**RECORDS PROVIDED**:
========================================================================
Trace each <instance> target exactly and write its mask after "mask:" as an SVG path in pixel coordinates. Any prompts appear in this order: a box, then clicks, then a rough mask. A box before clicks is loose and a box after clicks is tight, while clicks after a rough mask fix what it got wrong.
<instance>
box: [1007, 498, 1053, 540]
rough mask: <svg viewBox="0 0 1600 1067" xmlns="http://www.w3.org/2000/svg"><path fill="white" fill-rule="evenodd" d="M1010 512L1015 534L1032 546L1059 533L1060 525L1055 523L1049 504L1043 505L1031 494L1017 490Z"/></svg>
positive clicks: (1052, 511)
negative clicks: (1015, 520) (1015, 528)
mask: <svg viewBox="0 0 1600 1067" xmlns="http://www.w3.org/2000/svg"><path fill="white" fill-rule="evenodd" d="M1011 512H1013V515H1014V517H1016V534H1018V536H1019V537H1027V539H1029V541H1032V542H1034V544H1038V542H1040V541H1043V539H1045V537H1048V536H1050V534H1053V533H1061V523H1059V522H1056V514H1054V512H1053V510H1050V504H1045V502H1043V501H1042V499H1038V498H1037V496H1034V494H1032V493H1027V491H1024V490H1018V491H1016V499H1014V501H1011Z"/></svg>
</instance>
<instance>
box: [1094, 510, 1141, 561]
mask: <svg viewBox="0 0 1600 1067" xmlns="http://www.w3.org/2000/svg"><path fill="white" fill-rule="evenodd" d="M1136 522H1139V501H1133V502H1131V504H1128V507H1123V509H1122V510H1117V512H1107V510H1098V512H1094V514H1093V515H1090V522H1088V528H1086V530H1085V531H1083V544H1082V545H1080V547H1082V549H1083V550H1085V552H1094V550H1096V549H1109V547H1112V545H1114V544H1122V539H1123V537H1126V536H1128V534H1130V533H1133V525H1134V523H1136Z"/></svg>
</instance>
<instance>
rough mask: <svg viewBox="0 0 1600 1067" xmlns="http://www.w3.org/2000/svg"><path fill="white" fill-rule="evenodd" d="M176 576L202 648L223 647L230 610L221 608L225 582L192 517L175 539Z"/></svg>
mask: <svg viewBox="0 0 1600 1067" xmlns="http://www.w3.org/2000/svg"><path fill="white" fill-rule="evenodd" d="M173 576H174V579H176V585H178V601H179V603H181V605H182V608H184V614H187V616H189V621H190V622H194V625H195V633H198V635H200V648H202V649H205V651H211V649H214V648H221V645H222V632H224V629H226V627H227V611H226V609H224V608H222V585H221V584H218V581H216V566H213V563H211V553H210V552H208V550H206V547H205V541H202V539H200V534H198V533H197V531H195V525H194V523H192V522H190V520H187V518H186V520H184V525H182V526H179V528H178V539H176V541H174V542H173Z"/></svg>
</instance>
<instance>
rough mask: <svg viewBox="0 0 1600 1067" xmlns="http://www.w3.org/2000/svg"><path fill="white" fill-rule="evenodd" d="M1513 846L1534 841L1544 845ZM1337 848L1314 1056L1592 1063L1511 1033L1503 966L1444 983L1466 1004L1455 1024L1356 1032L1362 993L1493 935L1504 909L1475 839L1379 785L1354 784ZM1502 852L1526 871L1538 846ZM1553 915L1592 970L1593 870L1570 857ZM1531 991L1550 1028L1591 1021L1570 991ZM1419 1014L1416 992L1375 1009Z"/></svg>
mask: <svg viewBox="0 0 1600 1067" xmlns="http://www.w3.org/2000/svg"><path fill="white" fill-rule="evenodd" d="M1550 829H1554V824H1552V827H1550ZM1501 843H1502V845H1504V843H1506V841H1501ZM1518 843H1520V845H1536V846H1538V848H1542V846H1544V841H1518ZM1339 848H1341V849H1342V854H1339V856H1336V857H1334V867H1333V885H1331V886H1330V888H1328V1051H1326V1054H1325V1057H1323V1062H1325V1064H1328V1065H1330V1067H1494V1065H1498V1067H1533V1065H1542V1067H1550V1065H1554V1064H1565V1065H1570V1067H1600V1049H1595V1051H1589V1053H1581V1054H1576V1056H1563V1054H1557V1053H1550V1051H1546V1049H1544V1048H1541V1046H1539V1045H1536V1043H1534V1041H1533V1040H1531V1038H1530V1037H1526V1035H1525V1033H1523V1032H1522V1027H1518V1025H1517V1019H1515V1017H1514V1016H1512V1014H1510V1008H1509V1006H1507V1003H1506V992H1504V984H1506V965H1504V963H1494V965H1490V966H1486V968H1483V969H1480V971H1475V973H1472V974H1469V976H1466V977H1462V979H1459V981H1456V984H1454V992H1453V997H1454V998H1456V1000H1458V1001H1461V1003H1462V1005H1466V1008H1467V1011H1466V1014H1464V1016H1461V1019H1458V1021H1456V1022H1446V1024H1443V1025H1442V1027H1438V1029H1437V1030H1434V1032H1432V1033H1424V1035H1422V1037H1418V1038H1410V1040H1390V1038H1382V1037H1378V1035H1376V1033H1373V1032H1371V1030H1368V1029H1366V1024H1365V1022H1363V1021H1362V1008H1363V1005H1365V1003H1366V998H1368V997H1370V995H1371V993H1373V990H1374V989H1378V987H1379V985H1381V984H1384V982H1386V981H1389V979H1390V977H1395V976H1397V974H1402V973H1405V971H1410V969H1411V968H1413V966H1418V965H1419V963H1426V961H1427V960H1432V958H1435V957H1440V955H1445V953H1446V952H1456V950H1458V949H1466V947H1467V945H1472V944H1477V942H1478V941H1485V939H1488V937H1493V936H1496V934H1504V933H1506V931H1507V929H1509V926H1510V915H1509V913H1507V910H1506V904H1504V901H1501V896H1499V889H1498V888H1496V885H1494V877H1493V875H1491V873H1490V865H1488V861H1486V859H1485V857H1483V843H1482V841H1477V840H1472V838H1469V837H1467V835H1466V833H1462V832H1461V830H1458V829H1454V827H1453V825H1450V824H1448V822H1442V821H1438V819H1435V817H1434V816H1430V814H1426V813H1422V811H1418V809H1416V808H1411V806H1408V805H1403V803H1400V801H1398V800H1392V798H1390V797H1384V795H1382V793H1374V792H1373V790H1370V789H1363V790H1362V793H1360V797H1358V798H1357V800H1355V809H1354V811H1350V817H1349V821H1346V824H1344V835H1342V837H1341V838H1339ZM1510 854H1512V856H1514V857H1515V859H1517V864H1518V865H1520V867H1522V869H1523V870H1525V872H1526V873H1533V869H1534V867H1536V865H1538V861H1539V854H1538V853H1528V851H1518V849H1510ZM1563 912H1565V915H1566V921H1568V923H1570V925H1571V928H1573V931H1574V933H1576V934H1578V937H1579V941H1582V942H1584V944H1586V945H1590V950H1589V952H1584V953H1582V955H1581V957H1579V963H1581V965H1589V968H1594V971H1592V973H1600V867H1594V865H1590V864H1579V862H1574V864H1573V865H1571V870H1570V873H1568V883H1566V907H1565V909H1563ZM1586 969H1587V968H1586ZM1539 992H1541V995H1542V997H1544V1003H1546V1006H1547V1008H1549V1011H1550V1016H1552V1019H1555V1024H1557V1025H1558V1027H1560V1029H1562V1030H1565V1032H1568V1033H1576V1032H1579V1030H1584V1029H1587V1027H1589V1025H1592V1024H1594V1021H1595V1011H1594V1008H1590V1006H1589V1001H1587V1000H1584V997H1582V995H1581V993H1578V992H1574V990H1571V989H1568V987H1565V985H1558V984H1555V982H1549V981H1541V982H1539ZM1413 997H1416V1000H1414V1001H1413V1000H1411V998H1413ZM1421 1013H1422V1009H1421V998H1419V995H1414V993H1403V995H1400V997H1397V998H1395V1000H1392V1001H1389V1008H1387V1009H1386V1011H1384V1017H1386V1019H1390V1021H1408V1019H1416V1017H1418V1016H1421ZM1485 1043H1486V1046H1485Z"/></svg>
========================================================================
**TASK INSTRUCTIONS**: Copy the lines starting at the beginning of the records and ending at the line containing "box: [1007, 498, 1053, 540]", swapping "clicks" for "taps" and leaving everything else unchanged.

**SOLUTION TO THE EXERCISE**:
Trace each <instance> target exactly and write its mask after "mask:" as an SVG path in pixel coordinates. Any prompts appear in this order: a box, then taps, then a rough mask. A box before taps is loose and a box after taps is tight, while taps after a rough mask fix what it got wrong.
<instance>
box: [1007, 498, 1053, 540]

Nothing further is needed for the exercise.